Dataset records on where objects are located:
------------------------------------------------------------------------

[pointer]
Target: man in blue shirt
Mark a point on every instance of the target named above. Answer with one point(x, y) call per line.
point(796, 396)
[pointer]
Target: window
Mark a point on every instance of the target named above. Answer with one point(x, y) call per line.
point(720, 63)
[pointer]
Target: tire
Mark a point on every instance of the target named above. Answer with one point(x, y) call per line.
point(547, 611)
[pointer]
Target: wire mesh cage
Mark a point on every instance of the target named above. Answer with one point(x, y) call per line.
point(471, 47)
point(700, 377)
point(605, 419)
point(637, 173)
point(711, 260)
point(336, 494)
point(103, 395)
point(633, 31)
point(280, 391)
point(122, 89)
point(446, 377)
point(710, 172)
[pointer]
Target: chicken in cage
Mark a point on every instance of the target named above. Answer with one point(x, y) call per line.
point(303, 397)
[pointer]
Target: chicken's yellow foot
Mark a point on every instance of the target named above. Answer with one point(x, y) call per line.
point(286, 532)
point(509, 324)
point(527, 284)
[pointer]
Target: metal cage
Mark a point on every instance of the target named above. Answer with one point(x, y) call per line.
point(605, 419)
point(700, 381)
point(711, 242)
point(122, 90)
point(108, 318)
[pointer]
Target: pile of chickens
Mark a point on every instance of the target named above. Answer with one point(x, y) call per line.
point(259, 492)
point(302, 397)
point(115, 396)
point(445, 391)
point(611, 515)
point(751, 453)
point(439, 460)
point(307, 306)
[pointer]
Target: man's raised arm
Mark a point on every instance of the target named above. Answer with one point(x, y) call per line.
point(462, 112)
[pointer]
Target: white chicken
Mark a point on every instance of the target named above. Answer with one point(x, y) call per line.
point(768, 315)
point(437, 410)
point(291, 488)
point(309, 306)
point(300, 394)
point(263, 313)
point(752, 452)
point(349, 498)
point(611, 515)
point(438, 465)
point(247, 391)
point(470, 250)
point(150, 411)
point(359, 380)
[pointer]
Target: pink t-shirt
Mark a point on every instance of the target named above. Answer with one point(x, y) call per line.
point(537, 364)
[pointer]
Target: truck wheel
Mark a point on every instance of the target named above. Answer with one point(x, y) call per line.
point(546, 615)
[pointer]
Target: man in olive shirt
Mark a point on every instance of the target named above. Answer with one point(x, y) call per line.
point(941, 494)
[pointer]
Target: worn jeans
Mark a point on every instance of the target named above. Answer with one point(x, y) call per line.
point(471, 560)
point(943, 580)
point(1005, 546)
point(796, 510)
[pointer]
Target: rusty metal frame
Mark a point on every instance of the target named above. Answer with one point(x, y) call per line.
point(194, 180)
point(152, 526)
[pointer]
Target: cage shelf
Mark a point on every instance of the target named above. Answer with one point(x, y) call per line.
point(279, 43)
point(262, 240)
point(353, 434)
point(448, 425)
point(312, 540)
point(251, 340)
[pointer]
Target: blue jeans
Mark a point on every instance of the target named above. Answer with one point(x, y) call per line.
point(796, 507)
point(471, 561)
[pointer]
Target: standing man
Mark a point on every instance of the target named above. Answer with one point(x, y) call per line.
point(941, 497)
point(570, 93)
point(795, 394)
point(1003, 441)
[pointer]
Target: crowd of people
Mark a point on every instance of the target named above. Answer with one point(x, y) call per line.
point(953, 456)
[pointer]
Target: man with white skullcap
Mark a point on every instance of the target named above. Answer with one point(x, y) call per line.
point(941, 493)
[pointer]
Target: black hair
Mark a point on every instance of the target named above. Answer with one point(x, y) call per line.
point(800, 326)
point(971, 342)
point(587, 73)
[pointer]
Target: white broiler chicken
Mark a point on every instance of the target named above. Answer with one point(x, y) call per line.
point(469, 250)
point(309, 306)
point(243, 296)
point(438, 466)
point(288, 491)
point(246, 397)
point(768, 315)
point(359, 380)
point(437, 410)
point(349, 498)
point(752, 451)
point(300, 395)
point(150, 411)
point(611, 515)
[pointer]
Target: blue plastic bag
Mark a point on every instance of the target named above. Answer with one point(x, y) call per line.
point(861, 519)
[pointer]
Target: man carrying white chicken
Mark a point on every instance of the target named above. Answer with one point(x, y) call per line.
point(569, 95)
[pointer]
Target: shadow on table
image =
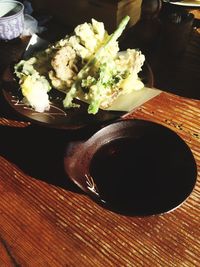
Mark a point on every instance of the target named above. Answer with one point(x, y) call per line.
point(38, 152)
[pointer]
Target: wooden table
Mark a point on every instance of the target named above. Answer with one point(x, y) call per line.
point(45, 220)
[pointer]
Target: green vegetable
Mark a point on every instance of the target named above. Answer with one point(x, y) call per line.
point(105, 73)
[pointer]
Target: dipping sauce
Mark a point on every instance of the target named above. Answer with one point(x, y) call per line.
point(143, 175)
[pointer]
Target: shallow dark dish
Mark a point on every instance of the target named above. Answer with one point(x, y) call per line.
point(133, 167)
point(57, 116)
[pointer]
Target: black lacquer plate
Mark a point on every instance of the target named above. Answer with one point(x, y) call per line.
point(57, 116)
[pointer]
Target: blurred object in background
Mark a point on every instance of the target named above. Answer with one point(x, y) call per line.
point(76, 12)
point(11, 19)
point(146, 31)
point(177, 28)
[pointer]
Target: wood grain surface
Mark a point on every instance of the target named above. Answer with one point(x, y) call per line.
point(45, 220)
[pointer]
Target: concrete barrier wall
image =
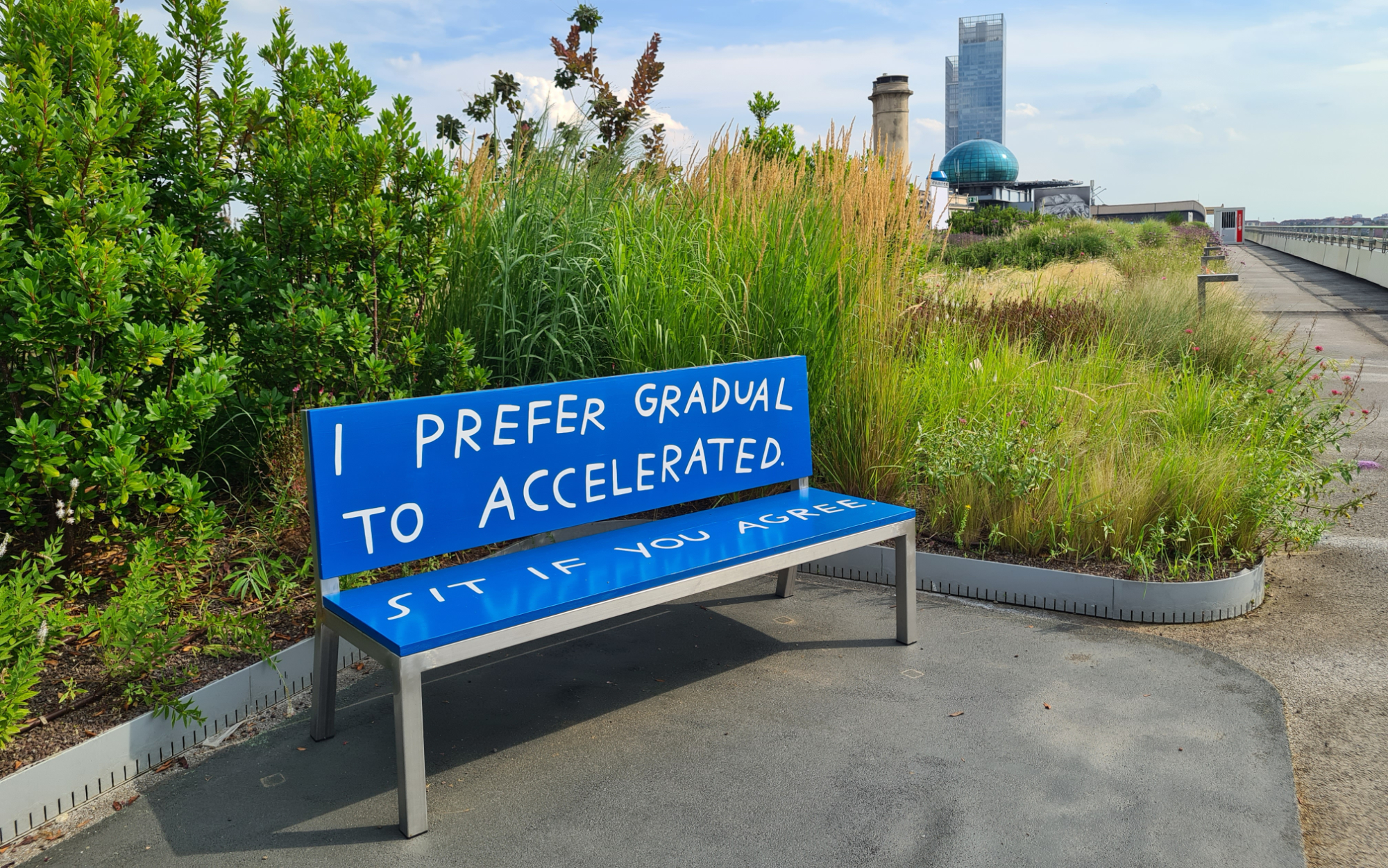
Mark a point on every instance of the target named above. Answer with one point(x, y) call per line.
point(1366, 262)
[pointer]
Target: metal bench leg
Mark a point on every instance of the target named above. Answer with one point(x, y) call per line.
point(907, 588)
point(325, 684)
point(410, 752)
point(786, 581)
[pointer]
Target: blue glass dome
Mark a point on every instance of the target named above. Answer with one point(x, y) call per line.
point(979, 161)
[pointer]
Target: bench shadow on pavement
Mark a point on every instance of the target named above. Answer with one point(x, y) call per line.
point(346, 785)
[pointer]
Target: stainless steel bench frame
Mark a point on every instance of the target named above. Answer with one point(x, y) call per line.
point(407, 672)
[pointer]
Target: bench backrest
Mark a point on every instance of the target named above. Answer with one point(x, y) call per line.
point(400, 480)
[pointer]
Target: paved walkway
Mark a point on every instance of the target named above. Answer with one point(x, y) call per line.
point(743, 730)
point(1323, 633)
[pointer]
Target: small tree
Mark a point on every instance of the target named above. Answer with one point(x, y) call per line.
point(616, 121)
point(770, 142)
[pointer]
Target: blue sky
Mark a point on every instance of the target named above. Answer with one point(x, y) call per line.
point(1237, 103)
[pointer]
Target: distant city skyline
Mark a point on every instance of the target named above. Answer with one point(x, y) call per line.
point(1224, 103)
point(976, 82)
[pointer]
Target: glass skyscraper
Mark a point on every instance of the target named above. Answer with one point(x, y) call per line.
point(976, 82)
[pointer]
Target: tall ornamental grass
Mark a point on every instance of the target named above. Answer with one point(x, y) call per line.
point(1069, 404)
point(564, 269)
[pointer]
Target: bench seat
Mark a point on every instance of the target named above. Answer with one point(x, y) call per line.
point(424, 612)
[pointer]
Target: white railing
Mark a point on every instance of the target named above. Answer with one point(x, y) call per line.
point(1323, 235)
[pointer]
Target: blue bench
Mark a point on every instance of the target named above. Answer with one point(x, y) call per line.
point(403, 480)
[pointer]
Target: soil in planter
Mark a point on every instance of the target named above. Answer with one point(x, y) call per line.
point(1092, 566)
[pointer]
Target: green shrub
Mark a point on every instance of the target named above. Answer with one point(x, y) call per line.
point(106, 361)
point(995, 221)
point(1036, 246)
point(34, 623)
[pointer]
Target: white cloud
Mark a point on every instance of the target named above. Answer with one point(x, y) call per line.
point(542, 97)
point(1090, 142)
point(1180, 133)
point(1379, 64)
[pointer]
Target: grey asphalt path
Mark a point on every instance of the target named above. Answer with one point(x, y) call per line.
point(1322, 636)
point(742, 730)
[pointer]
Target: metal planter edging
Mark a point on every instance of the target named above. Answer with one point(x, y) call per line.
point(1122, 599)
point(38, 794)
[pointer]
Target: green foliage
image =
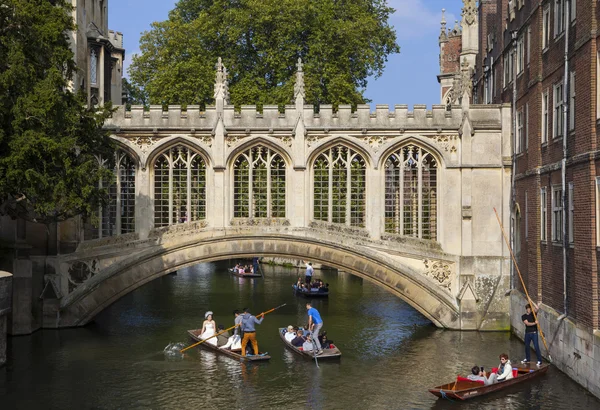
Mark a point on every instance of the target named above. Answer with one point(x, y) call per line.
point(48, 137)
point(342, 43)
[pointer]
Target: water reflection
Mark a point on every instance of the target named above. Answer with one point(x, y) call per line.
point(391, 354)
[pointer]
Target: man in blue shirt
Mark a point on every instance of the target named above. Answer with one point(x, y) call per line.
point(315, 323)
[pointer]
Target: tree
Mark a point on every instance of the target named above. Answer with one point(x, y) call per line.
point(49, 138)
point(341, 43)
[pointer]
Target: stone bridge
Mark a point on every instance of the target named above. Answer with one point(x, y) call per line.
point(401, 198)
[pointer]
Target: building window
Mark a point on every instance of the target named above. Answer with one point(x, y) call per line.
point(526, 217)
point(519, 142)
point(179, 187)
point(259, 184)
point(520, 54)
point(118, 216)
point(597, 211)
point(556, 213)
point(93, 67)
point(558, 119)
point(526, 126)
point(528, 45)
point(545, 119)
point(340, 187)
point(543, 215)
point(572, 101)
point(573, 9)
point(546, 28)
point(559, 17)
point(571, 212)
point(411, 193)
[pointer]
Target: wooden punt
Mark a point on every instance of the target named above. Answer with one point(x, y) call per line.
point(466, 389)
point(308, 293)
point(234, 272)
point(236, 354)
point(332, 353)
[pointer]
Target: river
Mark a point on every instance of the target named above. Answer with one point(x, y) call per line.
point(391, 353)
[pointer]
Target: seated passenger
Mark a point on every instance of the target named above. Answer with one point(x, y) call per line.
point(290, 334)
point(477, 374)
point(504, 371)
point(299, 339)
point(308, 345)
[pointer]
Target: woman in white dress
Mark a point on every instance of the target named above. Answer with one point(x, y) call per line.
point(208, 329)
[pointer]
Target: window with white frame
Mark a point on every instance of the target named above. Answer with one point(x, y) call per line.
point(557, 117)
point(526, 216)
point(520, 54)
point(259, 184)
point(411, 193)
point(528, 58)
point(556, 213)
point(545, 115)
point(519, 141)
point(179, 186)
point(93, 67)
point(559, 17)
point(571, 219)
point(118, 216)
point(572, 101)
point(340, 186)
point(526, 126)
point(546, 27)
point(597, 211)
point(543, 214)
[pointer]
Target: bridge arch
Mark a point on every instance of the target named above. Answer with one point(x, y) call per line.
point(119, 279)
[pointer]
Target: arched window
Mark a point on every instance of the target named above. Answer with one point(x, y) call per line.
point(118, 216)
point(339, 187)
point(259, 184)
point(411, 193)
point(179, 187)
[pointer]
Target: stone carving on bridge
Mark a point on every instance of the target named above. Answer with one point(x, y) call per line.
point(145, 143)
point(447, 142)
point(260, 222)
point(81, 271)
point(442, 272)
point(375, 142)
point(178, 229)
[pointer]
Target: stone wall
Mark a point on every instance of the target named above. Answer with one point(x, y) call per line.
point(5, 305)
point(575, 349)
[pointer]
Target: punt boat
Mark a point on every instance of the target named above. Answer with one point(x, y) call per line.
point(236, 354)
point(463, 388)
point(332, 353)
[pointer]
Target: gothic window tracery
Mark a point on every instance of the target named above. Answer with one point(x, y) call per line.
point(179, 187)
point(118, 216)
point(259, 184)
point(411, 193)
point(339, 187)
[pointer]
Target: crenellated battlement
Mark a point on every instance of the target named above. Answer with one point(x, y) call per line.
point(325, 117)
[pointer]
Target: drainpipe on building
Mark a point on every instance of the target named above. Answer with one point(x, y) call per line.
point(513, 190)
point(566, 102)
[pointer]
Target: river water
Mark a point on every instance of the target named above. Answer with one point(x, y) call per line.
point(391, 353)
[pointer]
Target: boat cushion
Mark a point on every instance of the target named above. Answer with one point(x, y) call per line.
point(466, 379)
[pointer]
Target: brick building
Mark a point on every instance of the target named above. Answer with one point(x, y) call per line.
point(542, 57)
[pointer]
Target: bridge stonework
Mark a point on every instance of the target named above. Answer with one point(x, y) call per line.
point(435, 243)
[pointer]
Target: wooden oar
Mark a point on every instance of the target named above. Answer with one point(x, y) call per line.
point(523, 283)
point(215, 335)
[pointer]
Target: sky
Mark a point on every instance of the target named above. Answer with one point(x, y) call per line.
point(409, 77)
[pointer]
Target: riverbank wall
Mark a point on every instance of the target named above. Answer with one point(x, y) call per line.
point(5, 305)
point(574, 349)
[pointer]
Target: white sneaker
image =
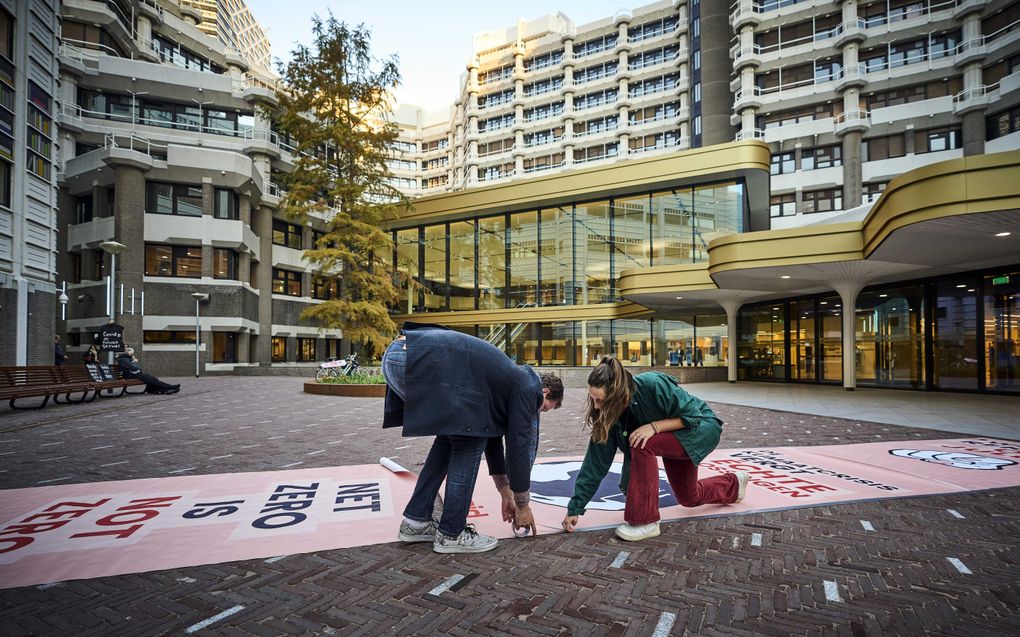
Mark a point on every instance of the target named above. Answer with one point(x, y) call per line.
point(416, 533)
point(632, 533)
point(742, 484)
point(469, 541)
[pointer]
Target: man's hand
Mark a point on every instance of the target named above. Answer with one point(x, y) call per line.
point(524, 519)
point(507, 506)
point(641, 435)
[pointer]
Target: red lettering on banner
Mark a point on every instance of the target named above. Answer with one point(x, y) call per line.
point(24, 530)
point(51, 515)
point(115, 533)
point(14, 543)
point(80, 505)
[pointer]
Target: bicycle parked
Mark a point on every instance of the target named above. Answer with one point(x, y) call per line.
point(338, 367)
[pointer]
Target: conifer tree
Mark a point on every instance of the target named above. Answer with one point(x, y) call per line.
point(334, 107)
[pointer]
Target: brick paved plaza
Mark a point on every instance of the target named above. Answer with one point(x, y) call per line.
point(735, 575)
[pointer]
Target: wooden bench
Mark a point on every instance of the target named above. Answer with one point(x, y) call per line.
point(44, 381)
point(81, 373)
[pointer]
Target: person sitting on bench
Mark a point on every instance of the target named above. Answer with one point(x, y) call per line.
point(129, 366)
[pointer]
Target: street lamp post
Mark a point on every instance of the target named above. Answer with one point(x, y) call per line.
point(199, 298)
point(113, 249)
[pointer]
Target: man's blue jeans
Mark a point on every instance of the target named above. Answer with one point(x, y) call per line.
point(454, 458)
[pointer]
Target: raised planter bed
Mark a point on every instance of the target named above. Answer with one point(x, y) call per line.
point(351, 390)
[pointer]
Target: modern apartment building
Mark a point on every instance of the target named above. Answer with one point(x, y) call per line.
point(592, 191)
point(29, 168)
point(167, 182)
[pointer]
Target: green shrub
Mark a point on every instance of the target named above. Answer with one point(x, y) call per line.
point(357, 378)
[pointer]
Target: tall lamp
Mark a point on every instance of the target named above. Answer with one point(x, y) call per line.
point(199, 298)
point(112, 249)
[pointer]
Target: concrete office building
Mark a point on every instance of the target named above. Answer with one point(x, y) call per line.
point(165, 152)
point(592, 191)
point(29, 166)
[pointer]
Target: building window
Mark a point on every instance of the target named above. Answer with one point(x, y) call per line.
point(306, 350)
point(821, 201)
point(782, 205)
point(83, 209)
point(225, 204)
point(883, 148)
point(174, 199)
point(5, 183)
point(285, 233)
point(782, 163)
point(224, 263)
point(324, 288)
point(286, 282)
point(937, 140)
point(278, 349)
point(181, 261)
point(822, 157)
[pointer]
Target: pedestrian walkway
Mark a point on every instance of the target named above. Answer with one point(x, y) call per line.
point(995, 416)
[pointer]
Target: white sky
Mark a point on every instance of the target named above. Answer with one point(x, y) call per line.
point(431, 38)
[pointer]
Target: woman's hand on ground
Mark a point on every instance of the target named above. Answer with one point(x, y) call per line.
point(641, 435)
point(525, 520)
point(509, 510)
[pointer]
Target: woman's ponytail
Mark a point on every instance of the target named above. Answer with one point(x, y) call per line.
point(618, 384)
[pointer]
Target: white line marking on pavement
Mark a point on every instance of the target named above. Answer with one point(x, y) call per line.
point(665, 625)
point(225, 614)
point(54, 480)
point(445, 586)
point(961, 567)
point(620, 559)
point(831, 590)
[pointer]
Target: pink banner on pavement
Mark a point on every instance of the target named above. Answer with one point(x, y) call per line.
point(57, 533)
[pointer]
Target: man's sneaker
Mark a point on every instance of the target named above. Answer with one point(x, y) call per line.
point(422, 533)
point(469, 541)
point(742, 484)
point(633, 533)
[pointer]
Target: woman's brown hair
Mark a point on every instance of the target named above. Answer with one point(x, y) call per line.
point(618, 383)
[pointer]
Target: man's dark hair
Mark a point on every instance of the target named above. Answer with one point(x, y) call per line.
point(555, 386)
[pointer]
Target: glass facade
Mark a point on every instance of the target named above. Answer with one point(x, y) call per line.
point(562, 255)
point(958, 332)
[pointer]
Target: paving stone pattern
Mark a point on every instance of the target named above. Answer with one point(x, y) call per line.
point(809, 571)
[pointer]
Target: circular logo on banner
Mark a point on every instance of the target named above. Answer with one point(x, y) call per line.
point(956, 459)
point(552, 483)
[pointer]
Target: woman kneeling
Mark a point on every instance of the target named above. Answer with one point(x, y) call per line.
point(649, 416)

------------------------------------------------------------------------

Please repeat the stretch of material from its start through the line containing "point(547, 611)", replacing "Mark" with "Place" and changing nothing else.

[pointer]
Target: man in blue shirt
Place a point on every instance of the target named above. Answer with one point(x, y) call per line.
point(796, 396)
[pointer]
Target: window
Place a point on every instance of the target named above. Answer with one point(x, y) call per line.
point(720, 63)
[pointer]
Target: tire
Place a point on every instance of the target named above. Answer with one point(x, y) call per line.
point(547, 611)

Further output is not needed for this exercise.